Challenge ▸
Reproduce, word for word, the stretch of entries below from the line that contains "[locate] the baseball" through the line that contains "x=915, y=502", both lines included.

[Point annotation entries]
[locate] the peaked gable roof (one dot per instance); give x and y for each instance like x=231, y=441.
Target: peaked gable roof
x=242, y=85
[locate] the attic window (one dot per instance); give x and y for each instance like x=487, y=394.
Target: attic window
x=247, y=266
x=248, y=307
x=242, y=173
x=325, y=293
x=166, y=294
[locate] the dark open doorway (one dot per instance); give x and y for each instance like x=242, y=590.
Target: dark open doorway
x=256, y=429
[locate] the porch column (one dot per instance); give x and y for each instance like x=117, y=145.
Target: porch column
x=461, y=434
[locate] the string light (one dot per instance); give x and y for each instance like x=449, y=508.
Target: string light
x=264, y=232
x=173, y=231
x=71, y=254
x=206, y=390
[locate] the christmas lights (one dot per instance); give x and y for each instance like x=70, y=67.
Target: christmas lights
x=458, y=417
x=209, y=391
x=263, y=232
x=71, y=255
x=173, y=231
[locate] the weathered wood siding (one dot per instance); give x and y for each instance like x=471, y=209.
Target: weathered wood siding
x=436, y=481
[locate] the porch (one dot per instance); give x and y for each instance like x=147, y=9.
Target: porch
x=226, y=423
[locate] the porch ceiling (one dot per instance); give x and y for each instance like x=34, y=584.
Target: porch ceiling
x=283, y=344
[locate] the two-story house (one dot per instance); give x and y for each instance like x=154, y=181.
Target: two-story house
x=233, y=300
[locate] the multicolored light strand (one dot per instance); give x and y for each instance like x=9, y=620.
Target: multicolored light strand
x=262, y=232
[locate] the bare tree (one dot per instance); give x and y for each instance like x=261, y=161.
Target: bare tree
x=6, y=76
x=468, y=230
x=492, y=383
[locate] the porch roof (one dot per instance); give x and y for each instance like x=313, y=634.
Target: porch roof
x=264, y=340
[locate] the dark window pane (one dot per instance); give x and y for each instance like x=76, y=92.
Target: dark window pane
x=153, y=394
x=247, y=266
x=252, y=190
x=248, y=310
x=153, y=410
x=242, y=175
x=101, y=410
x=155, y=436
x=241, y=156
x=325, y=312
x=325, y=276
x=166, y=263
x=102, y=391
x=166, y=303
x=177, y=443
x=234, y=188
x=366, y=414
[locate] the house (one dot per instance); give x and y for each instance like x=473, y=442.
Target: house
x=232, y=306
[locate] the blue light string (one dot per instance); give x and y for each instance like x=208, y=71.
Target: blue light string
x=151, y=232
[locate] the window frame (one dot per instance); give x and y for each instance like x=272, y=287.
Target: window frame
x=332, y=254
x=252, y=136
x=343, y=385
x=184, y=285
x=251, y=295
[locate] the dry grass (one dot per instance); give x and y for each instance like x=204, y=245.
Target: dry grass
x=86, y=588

---

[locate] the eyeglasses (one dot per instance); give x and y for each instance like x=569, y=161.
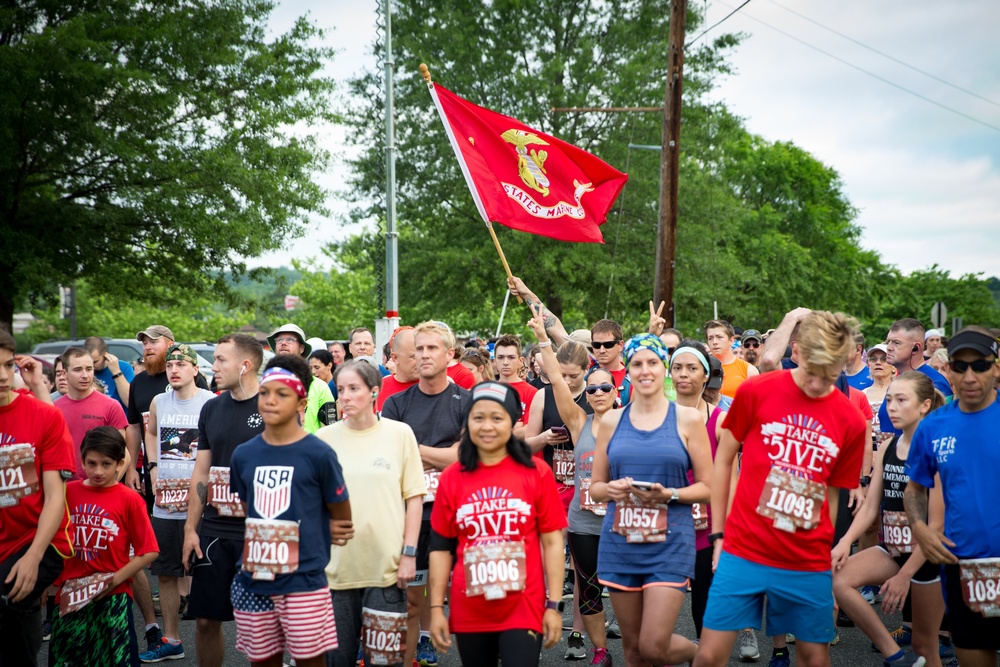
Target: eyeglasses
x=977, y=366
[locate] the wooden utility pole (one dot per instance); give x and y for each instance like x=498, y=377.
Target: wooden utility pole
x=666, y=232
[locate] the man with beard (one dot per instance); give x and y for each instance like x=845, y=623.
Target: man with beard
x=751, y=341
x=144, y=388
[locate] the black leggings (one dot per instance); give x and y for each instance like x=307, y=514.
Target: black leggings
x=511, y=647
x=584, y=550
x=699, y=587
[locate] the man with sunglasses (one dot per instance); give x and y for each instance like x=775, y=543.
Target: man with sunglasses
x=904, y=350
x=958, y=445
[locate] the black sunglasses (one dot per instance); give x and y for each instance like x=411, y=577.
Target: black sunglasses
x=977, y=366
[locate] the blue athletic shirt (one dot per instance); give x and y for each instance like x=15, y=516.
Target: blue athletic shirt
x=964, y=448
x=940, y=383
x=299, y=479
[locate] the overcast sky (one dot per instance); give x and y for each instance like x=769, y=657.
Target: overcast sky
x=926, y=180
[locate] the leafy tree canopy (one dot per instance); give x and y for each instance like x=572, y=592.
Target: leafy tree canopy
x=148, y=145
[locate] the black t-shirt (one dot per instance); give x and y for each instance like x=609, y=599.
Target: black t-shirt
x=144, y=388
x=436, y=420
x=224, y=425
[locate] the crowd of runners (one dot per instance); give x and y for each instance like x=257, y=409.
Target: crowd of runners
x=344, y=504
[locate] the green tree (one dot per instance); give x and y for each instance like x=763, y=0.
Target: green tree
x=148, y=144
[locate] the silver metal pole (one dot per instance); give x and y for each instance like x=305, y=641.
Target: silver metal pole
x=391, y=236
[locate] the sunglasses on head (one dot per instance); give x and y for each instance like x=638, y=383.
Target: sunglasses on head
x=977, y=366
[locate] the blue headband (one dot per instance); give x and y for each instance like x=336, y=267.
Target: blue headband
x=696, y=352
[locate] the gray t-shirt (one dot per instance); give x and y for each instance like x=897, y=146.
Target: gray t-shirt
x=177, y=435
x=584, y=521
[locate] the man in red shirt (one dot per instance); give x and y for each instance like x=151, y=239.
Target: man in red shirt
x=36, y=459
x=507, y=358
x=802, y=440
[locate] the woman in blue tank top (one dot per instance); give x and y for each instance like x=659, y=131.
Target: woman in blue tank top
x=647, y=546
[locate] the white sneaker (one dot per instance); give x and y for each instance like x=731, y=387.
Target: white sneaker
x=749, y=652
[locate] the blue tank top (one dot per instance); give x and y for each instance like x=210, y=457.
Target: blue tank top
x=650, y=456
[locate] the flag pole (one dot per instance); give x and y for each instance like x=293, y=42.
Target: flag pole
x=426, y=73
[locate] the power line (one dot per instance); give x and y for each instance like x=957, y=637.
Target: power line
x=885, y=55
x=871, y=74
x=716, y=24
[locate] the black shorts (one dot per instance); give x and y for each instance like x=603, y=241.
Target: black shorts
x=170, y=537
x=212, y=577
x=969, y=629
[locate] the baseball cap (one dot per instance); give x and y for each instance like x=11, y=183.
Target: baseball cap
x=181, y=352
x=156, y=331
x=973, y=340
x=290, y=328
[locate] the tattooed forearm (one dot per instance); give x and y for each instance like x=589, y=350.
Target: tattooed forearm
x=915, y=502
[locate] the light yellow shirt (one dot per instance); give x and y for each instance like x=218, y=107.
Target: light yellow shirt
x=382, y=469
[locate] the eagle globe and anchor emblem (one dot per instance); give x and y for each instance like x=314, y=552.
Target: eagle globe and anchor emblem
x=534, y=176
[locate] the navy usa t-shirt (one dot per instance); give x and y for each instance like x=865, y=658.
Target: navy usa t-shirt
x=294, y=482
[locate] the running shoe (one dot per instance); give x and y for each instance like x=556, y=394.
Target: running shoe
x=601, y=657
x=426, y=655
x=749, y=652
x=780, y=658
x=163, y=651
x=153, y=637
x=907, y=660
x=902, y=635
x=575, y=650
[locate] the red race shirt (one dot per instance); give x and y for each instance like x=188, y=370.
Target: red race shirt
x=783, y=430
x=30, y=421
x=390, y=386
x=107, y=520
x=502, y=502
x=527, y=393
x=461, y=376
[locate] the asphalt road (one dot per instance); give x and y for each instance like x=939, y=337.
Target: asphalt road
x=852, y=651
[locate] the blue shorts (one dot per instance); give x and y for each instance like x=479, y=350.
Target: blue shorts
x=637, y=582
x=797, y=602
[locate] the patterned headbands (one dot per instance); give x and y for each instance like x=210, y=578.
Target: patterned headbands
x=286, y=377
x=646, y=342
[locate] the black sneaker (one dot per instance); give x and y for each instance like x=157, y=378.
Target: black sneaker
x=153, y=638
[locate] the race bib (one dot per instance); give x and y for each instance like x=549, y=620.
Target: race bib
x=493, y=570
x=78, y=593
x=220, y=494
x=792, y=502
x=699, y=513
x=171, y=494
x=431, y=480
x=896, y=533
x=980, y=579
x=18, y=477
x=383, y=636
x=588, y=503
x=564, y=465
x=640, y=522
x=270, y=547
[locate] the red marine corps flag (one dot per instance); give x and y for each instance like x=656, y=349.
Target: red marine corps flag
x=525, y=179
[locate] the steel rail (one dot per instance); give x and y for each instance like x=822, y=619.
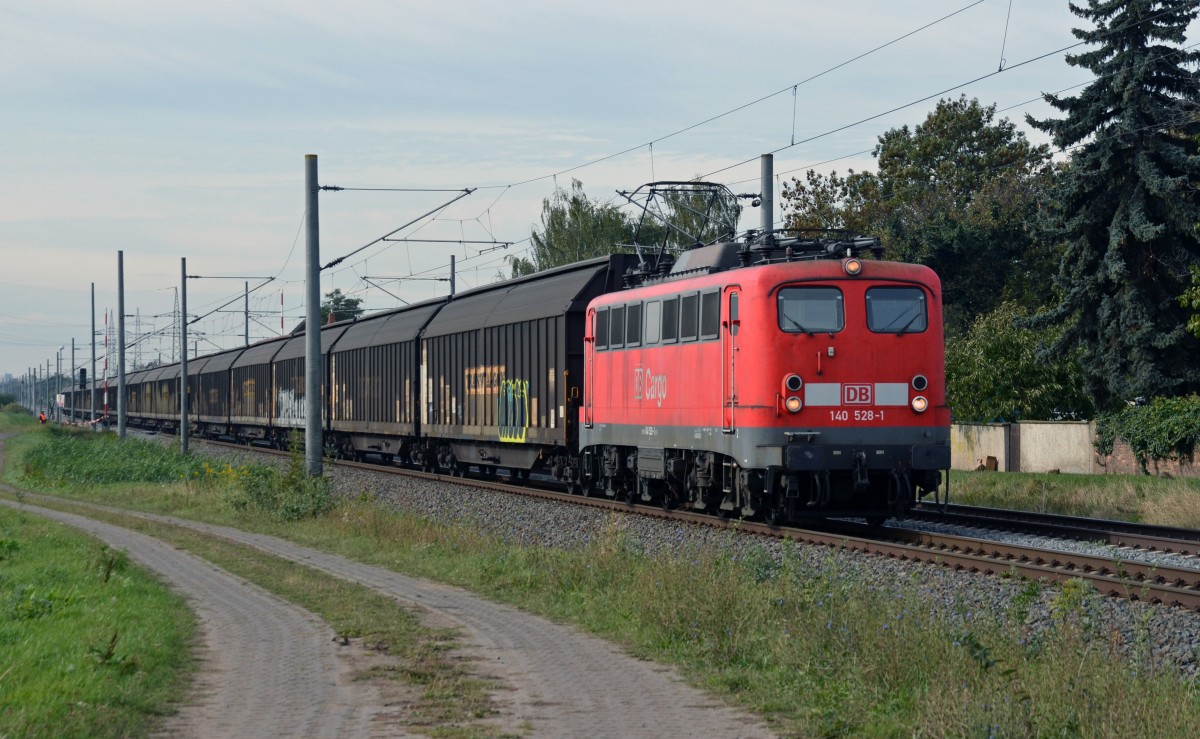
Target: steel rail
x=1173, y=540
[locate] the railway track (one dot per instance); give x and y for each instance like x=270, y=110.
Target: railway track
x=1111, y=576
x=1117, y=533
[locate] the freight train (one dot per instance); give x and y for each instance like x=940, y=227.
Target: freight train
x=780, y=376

Result ▸
[locate] the baseball cap (one dot per instance); give x and y for each instance like x=11, y=183.
Target: baseball cap
x=181, y=352
x=156, y=331
x=973, y=340
x=290, y=328
[locate] the tattooed forearm (one dot per instance); give x and y for each instance like x=589, y=350.
Target: tattooed forearm
x=915, y=502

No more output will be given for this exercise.